WRITTEN REQUEST |
Can you reproduce, word for word, the stretch of the items from their start through the line containing "48;292;273;600"?

Some items
— START —

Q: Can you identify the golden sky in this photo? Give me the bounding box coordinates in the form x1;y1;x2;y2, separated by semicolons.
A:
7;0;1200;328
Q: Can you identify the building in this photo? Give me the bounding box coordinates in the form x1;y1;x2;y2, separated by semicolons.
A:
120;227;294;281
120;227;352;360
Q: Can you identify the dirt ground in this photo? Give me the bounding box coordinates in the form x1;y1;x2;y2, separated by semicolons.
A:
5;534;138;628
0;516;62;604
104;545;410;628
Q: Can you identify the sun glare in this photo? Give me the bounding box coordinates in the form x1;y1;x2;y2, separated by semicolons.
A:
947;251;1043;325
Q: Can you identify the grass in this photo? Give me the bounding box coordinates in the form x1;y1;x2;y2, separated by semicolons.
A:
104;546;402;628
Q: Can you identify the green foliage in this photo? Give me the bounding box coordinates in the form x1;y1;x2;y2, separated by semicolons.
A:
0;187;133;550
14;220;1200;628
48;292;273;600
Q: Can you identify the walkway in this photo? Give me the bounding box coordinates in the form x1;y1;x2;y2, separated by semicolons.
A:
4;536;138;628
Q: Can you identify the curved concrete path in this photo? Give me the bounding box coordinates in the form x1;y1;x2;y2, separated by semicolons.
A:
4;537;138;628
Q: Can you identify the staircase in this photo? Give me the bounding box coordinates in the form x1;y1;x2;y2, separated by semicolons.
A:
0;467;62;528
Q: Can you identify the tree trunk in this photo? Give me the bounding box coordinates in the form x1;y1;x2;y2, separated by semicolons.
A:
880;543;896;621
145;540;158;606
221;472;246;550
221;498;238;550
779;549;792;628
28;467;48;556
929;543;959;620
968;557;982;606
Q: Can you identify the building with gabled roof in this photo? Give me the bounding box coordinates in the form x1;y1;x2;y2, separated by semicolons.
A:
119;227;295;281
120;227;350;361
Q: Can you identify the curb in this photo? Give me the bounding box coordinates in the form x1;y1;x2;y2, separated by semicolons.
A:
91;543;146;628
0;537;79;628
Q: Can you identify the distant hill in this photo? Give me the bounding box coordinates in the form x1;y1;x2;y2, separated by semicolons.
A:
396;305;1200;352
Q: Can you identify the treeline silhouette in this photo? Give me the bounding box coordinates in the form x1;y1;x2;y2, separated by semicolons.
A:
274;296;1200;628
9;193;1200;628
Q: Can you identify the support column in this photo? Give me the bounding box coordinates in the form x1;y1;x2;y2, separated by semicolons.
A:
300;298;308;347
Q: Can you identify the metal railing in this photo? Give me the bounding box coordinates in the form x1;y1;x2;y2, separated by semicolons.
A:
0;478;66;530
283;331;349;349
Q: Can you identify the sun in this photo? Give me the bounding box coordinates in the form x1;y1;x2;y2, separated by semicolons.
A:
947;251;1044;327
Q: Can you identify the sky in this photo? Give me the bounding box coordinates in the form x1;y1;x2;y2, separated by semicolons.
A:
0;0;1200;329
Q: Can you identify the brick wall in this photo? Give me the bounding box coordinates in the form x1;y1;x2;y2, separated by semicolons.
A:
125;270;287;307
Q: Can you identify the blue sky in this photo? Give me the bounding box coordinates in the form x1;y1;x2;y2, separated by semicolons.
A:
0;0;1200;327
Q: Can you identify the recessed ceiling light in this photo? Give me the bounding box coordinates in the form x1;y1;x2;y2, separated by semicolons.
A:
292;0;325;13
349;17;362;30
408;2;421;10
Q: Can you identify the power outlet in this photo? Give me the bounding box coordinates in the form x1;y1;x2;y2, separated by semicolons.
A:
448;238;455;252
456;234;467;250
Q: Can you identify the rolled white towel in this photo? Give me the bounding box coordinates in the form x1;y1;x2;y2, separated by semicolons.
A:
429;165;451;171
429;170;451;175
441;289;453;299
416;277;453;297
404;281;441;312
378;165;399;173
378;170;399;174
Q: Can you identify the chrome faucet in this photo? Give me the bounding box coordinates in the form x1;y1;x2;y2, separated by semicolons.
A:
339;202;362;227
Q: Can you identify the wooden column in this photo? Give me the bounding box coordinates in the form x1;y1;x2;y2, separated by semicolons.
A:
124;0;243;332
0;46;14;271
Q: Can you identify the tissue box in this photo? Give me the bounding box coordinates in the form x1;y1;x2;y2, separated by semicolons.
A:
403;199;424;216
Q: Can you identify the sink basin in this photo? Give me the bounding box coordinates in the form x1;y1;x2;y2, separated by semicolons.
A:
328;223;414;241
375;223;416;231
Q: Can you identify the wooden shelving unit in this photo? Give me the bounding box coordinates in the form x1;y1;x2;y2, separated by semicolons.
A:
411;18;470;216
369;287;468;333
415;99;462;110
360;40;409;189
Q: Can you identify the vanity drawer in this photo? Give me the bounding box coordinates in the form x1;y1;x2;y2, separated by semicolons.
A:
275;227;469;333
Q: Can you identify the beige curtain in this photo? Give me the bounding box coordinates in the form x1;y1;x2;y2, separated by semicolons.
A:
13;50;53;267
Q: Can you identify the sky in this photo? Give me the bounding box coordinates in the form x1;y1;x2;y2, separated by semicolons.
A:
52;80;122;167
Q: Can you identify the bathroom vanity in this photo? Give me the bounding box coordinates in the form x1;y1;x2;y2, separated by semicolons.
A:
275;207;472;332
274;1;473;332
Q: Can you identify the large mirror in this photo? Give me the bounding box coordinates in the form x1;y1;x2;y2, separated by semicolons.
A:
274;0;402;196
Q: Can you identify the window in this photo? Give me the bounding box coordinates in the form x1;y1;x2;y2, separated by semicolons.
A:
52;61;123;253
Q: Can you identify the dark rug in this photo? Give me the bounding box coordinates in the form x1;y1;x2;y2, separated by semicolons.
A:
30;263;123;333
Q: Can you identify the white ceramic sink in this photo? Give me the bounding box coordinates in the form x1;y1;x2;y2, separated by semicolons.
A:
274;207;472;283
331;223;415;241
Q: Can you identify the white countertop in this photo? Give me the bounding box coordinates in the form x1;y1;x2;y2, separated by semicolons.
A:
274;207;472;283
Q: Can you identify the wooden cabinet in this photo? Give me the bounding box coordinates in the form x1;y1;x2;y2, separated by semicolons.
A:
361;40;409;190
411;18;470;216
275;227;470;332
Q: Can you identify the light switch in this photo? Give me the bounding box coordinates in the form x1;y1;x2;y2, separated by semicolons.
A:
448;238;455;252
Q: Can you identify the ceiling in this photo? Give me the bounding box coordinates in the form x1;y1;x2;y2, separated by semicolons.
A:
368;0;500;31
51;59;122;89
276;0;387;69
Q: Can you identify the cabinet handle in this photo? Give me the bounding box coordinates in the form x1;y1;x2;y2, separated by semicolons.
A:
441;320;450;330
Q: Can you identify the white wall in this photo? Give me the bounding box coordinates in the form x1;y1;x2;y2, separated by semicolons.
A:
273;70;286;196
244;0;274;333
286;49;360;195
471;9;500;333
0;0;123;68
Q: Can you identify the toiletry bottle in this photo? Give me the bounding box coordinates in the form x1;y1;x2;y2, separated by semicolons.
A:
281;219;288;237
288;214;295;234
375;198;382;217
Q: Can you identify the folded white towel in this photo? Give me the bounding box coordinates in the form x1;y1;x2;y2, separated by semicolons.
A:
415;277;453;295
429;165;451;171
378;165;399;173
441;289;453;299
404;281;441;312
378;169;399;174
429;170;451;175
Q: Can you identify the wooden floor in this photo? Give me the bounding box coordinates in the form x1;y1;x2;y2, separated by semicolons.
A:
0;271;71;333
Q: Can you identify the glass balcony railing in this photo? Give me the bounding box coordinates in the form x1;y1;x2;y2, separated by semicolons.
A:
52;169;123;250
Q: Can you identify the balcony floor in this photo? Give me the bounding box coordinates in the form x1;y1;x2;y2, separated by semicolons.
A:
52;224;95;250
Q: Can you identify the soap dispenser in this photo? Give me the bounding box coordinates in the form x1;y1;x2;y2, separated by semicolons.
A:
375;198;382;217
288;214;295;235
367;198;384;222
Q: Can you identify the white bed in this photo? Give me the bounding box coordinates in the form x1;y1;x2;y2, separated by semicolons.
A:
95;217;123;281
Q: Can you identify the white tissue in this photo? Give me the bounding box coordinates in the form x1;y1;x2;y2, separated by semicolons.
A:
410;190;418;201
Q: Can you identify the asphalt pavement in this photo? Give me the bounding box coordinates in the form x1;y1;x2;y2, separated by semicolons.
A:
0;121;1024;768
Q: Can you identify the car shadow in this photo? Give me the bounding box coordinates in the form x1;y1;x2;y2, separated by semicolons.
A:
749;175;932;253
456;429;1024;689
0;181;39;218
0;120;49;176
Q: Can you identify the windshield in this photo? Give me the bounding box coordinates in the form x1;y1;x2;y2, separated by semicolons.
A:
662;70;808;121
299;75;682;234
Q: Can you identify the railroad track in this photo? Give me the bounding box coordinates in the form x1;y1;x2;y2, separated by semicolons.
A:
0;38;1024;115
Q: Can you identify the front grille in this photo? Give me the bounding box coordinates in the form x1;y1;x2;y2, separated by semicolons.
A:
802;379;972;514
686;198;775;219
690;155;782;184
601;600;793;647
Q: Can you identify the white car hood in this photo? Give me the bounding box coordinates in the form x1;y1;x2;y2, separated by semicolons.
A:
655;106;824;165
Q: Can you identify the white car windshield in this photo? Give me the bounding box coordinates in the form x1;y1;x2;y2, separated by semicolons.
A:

— END —

EXERCISE OUTPUT |
Q: Can you identify the golden sky in this photo? Give me the bounding box coordinates in the form x1;y1;x2;y2, separated by semicolons.
A:
7;0;1200;328
Q: Can you identify the building in this photo? Give me the bounding box coordinates in the form x1;y1;x2;y2, separated by semicolons.
A:
120;227;294;281
120;227;352;360
Q: Can you identify the dirt ground in this photo? Give me the bounding box coordinates in the form x1;y1;x2;y2, separated by semicolons.
A:
5;534;138;628
0;516;62;604
104;545;410;628
Q: Can you identify the sun glare in this photo? Give me the bounding box coordinates in the form x1;y1;x2;y2, separated by semicolons.
A:
947;251;1043;325
Q: Can you identify the grass in this photo? Give me the bounding box coordinates in the form x1;y1;x2;y2, separated by semicolons.
A:
104;546;402;628
Q: Can you identify the green foliage in this photo? Give me the bounding box coordinates in the form x1;y1;x2;y2, separated by semicolons.
A:
0;187;133;550
14;220;1200;628
48;292;273;600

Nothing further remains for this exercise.